=== About this task ===
Output every line below as it stands, dropping only the images.
------
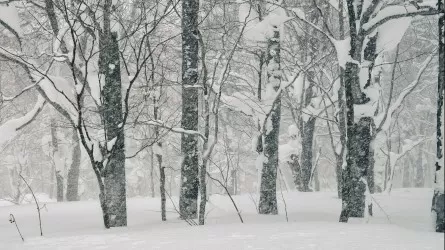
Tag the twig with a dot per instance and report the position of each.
(12, 220)
(189, 221)
(37, 204)
(282, 196)
(230, 196)
(387, 216)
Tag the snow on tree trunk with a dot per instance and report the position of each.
(438, 206)
(268, 188)
(307, 134)
(72, 188)
(114, 174)
(59, 186)
(159, 154)
(188, 199)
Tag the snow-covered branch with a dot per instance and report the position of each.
(9, 129)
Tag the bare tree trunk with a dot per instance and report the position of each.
(54, 145)
(59, 179)
(308, 129)
(268, 188)
(159, 160)
(188, 199)
(152, 168)
(114, 189)
(438, 206)
(72, 189)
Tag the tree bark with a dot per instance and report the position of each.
(308, 129)
(268, 188)
(72, 188)
(438, 206)
(59, 181)
(188, 199)
(114, 174)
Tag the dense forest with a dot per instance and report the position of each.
(180, 102)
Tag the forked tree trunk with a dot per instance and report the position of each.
(72, 188)
(268, 188)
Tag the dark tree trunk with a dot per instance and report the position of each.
(359, 163)
(308, 129)
(114, 174)
(358, 140)
(59, 181)
(159, 160)
(188, 199)
(55, 147)
(268, 188)
(152, 168)
(438, 206)
(72, 188)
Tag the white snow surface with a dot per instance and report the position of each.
(312, 225)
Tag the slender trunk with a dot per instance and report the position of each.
(59, 179)
(55, 155)
(308, 129)
(268, 188)
(72, 188)
(188, 199)
(114, 172)
(159, 160)
(152, 168)
(438, 206)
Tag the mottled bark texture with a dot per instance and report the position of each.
(359, 131)
(438, 206)
(307, 139)
(59, 185)
(268, 188)
(114, 172)
(55, 147)
(159, 160)
(72, 186)
(188, 199)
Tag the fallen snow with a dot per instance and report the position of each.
(312, 225)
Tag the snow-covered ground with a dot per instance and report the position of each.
(312, 225)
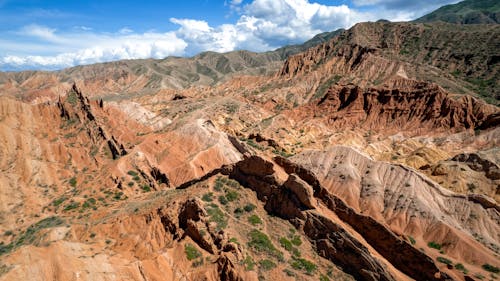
------
=== Output of the task ===
Tag the twig with a dot per instance and report the position of each.
(12, 220)
(189, 221)
(37, 204)
(282, 196)
(230, 196)
(387, 216)
Tag the snow on tree trunk with a dot per instance and report the position of each.
(438, 206)
(268, 188)
(307, 134)
(72, 188)
(114, 174)
(59, 186)
(159, 154)
(188, 199)
Tag the snow-covered branch with a dot per instance and report the position of each.
(9, 129)
Tag the bare tree trunk with a dot per instance and report the position of each.
(54, 145)
(59, 179)
(308, 129)
(268, 188)
(159, 160)
(188, 199)
(152, 168)
(114, 189)
(438, 206)
(72, 189)
Tag the tree bark with a dot per instance and report the position of each.
(308, 129)
(268, 188)
(72, 188)
(438, 206)
(59, 181)
(188, 199)
(114, 174)
Tag the dense forest with a dot per instance and report the position of each.
(180, 102)
Tag the forked tree trunk with a dot per instance and report the position of each.
(72, 188)
(268, 188)
Tag the dark tree trunk with a dot per instance and report the position of each.
(359, 163)
(308, 129)
(114, 174)
(358, 140)
(59, 181)
(159, 160)
(188, 199)
(55, 147)
(268, 188)
(152, 168)
(438, 206)
(72, 188)
Tag the white snow surface with a dot per instance and report the position of each.
(312, 225)
Tag the slender trunk with a dot per instance and report the position of each.
(59, 179)
(55, 155)
(308, 129)
(268, 188)
(72, 188)
(188, 199)
(114, 172)
(159, 160)
(152, 168)
(438, 206)
Tag the mottled bark texture with a dot per instance and report the position of each.
(359, 131)
(438, 206)
(307, 139)
(59, 185)
(268, 188)
(114, 172)
(55, 147)
(159, 160)
(72, 186)
(188, 199)
Tag the fallen snow with a dot per instance and report the position of each.
(312, 225)
Tag the snow-covered ground with a dot per instance and report the position of each.
(312, 225)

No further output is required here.